__Goal of the exercise__
All lines holding the word "angel" are to be copied from the records beneath.

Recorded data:
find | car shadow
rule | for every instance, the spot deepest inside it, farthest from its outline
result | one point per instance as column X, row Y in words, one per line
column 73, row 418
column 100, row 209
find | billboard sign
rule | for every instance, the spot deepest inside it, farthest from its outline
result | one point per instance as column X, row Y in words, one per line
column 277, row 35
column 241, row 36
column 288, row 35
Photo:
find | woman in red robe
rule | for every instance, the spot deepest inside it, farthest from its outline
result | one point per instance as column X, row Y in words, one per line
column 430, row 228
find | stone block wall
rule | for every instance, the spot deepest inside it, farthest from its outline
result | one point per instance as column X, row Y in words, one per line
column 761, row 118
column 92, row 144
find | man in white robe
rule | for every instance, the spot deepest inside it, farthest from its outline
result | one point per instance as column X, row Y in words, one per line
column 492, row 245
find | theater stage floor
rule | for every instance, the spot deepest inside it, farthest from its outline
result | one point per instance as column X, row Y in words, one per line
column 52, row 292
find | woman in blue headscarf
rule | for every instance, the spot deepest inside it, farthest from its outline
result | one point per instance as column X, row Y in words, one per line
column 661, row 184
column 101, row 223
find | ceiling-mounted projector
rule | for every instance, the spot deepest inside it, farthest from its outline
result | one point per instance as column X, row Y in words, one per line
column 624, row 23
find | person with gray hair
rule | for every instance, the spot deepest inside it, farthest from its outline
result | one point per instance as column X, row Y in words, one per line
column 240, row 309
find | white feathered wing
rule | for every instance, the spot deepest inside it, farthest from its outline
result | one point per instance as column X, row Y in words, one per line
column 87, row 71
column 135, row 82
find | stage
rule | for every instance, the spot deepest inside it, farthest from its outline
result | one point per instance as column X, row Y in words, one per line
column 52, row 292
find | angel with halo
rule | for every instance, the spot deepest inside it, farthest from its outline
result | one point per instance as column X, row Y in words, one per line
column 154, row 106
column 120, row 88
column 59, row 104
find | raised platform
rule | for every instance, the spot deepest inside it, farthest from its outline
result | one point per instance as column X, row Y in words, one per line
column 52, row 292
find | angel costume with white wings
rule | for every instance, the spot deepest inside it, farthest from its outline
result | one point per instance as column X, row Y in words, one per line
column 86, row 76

__Result of the exercise__
find | angel with halo
find | angel costume with white wings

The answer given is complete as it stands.